▸ **Exercises**:
1. In the Hollerado article, on what date was the album Born Yesterday released?
2. Reproduce the stretch of the Hollerado article from "After a lengthy" through "some patio time.".
━━━━━ Extract provided
Broken wrists or patio beers? 

Canadian rockers Hollerado return to Whistler in search of some cold ones

click to enlarge PHOTO SUBMITTED - AGE OF COMMUNICATION Hollerado tightens up on new album Born Yesterday.
  • Photo submitted
  • AGE OF COMMUNICATION Hollerado tightens up on new album Born Yesterday.

When Canadian indie-rock quartet Hollerado rolls into Whistler to play the Garibaldi Lift Co., on Mon., June 12, it will be towards the end of an extensive cross-country headlining tour behind the band's new album Born Yesterday.

"We have a day off in Whistler so I think it will be nice to just sit around... what should we do?" asks lead vocalist and guitarist Menno Versteeg, in a phone call the day after the opening show of the tour.

Go hiking, I say, or rent some bikes and get up into the bike park.

"That sounds like a recipe for missing a bunch of shows," Versteeg says.

"Years and years ago I was in a punk band and we were playing Whistler, and one of our buddies, the bass player, he wanted to go snowboarding... sure enough, he went out of bounds at Spanky's Ladder and got caught in a mini avalanche, fell off a cliff.

"It was like 100 feet, and he lived... all he broke was his wrist — his fuckin' bass-playing wrist."

Maybe the band should just find a patio and drink some beers, I say.

"That sounds better," Versteeg agrees.

After a lengthy tour behind a new album, Hollerado (Versteeg, Nixon Boyd on lead guitar, Dean Baxter on bass and Jake Boyd on drums) will have earned some patio time.

When Born Yesterday was released on April 14, the band said on its Facebook page that they'd never worked harder on any project — a bold statement considering their last project was an album of 111 songs.

"It just seems like it's a combination of basically 10 years of work, to be honest," Versteeg says of the new release, adding that the band essentially recorded two separate albums in the process.

"We wrote a whole album, and then it wasn't that we, like, threw out that album, but we kept writing... so we ended up basically making two records and releasing the second one," he says.

"I guess we just felt like we hadn't said what we wanted to say with the first batch, so we just kept going."
━━━━━━━━━━
━━━━━ Given data
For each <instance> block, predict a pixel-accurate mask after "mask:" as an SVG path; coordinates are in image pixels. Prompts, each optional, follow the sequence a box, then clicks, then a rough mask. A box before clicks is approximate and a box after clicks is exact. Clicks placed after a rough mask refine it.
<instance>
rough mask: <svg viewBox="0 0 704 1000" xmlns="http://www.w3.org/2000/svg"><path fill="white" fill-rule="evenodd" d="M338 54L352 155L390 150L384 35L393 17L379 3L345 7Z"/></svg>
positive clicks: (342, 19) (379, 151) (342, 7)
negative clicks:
━━━━━━━━━━
━━━━━ Given data
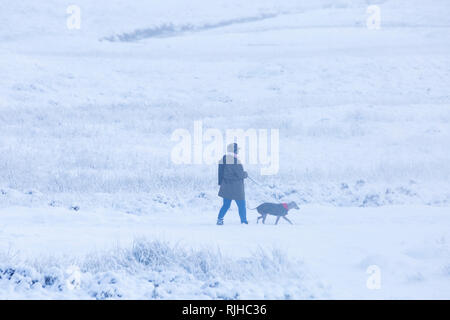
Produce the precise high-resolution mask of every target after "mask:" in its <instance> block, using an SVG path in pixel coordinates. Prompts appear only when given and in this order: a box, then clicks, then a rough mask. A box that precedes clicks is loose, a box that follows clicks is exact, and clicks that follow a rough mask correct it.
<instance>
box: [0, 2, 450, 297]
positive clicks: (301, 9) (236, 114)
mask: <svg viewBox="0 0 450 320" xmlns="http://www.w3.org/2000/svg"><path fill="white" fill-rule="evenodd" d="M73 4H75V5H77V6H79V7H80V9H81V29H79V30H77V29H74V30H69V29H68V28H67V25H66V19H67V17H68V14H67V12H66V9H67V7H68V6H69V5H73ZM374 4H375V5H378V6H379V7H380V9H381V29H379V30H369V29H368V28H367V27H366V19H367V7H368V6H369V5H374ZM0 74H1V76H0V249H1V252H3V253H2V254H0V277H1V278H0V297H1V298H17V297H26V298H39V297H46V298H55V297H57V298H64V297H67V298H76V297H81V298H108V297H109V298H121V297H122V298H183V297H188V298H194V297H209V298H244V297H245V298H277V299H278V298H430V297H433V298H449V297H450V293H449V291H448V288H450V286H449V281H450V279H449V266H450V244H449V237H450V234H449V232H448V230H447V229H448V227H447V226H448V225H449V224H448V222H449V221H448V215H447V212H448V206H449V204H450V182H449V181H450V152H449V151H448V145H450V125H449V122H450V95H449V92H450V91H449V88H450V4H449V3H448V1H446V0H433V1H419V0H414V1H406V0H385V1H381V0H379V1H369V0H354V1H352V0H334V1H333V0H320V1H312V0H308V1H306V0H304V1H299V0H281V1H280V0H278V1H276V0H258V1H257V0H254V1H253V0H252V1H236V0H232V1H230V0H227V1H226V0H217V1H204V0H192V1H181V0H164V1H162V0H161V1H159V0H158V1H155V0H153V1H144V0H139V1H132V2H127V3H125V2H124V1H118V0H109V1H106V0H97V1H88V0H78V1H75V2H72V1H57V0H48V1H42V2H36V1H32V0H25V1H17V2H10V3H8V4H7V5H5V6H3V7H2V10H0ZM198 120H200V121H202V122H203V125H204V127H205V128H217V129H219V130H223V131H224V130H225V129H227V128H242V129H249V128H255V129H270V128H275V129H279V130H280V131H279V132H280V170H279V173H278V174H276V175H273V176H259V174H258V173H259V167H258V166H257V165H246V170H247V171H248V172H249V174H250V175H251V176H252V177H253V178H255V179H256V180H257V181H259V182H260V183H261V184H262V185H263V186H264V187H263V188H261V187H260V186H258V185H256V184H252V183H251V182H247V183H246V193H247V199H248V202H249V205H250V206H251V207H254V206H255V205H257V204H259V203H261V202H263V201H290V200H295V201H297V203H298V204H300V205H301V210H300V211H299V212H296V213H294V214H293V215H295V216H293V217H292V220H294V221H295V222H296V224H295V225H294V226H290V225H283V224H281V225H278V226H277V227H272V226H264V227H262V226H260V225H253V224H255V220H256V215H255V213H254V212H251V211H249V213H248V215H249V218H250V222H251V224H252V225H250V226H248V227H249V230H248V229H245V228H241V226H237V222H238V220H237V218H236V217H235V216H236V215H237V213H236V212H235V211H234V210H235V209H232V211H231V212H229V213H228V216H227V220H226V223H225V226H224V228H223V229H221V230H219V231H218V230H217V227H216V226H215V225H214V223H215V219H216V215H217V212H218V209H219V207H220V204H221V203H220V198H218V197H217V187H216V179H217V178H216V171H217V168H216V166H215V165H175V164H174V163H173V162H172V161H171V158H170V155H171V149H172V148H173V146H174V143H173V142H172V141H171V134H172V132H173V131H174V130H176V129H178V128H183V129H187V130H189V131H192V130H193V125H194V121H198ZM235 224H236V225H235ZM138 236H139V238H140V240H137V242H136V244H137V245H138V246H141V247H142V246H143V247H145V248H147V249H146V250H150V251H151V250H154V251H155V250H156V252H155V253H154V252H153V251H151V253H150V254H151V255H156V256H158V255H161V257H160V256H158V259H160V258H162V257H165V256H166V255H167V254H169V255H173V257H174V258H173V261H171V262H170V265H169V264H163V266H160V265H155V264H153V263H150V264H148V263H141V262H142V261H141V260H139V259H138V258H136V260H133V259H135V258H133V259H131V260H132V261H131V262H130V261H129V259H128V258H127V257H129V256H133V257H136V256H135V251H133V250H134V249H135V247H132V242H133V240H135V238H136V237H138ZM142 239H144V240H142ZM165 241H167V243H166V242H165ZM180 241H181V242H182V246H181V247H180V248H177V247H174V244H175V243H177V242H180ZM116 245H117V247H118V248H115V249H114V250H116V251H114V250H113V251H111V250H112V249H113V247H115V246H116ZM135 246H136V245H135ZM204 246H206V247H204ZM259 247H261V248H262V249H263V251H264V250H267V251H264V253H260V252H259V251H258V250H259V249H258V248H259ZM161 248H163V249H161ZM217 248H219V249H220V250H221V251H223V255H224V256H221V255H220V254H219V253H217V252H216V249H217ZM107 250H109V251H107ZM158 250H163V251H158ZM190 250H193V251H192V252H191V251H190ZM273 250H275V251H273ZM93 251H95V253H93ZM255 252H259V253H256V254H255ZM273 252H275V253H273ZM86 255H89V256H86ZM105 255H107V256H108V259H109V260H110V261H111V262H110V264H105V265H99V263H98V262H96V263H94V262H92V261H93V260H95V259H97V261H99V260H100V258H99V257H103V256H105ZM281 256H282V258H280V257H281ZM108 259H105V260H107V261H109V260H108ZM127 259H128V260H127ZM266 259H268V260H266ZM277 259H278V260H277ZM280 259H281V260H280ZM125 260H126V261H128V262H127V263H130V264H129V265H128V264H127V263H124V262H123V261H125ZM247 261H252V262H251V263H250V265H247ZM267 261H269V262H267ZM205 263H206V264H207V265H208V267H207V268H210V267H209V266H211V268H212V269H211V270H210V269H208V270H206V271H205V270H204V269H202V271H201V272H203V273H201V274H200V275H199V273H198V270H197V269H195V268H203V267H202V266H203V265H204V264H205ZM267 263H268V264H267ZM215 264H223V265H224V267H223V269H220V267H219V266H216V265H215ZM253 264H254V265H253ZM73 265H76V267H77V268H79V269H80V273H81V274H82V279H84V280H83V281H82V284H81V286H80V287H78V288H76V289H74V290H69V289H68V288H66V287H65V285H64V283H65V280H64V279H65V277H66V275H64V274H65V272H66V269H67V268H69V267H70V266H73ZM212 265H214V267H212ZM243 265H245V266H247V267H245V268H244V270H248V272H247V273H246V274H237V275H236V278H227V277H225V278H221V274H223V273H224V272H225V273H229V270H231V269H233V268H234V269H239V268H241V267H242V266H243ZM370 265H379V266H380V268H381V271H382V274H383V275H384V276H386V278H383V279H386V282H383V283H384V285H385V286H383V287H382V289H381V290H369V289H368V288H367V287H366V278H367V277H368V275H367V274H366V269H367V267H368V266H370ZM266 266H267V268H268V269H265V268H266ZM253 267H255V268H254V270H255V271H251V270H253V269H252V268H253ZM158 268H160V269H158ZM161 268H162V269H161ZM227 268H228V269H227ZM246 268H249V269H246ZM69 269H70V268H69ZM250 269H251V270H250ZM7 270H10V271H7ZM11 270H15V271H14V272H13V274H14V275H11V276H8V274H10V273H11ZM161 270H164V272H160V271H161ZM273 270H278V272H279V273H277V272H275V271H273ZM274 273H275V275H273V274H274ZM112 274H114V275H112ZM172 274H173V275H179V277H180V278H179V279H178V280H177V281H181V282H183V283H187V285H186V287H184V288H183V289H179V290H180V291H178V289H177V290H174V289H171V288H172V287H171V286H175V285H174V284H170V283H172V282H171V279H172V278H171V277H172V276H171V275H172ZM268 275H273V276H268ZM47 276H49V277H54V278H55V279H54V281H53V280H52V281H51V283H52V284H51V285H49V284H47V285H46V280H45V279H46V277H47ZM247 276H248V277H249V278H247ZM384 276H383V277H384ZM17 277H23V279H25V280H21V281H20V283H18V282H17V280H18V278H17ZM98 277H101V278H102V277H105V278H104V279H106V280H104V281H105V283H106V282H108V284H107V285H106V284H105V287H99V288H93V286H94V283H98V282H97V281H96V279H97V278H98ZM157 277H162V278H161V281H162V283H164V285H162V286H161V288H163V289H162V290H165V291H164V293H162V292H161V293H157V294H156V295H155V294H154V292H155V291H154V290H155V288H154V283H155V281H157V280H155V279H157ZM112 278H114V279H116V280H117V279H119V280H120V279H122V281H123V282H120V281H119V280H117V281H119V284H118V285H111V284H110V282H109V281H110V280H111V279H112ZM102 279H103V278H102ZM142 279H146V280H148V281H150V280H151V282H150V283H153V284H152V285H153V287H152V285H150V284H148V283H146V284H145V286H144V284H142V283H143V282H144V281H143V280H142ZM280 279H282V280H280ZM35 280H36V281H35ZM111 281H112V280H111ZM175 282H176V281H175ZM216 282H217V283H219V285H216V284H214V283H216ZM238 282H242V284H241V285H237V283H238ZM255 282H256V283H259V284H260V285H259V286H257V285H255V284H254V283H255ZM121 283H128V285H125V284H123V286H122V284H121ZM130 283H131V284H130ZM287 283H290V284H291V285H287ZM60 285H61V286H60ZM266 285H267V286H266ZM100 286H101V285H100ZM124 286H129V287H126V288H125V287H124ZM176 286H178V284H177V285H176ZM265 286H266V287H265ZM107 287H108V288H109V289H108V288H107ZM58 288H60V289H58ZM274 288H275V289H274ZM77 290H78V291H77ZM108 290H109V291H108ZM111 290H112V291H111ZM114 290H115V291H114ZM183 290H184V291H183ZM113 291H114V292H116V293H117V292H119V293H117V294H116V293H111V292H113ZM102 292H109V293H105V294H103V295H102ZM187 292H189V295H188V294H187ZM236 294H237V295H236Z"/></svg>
━━━━━━━━━━
━━━━━ Given data
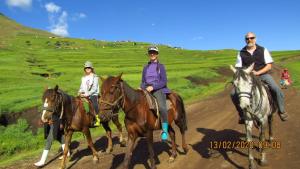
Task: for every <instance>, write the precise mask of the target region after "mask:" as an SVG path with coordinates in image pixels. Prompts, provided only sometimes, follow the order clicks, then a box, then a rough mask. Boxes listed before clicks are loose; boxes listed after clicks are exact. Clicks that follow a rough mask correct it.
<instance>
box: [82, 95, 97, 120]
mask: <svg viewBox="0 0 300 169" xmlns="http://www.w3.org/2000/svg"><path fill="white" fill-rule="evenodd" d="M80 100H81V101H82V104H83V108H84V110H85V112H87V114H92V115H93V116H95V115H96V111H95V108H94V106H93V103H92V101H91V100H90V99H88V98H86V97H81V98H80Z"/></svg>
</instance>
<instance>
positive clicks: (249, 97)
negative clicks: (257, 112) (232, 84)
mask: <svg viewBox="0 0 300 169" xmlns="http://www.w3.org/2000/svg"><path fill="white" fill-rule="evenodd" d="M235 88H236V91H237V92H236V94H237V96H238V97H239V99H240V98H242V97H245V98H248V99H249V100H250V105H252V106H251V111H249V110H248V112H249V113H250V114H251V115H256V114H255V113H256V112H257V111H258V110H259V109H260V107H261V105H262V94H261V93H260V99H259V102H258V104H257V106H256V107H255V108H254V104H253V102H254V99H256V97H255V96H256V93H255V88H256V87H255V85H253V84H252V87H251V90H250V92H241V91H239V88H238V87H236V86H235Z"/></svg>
━━━━━━━━━━
▸ **Results by task**:
1. April 14

2.
After a lengthy tour behind a new album, Hollerado (Versteeg, Nixon Boyd on lead guitar, Dean Baxter on bass and Jake Boyd on drums) will have earned some patio time.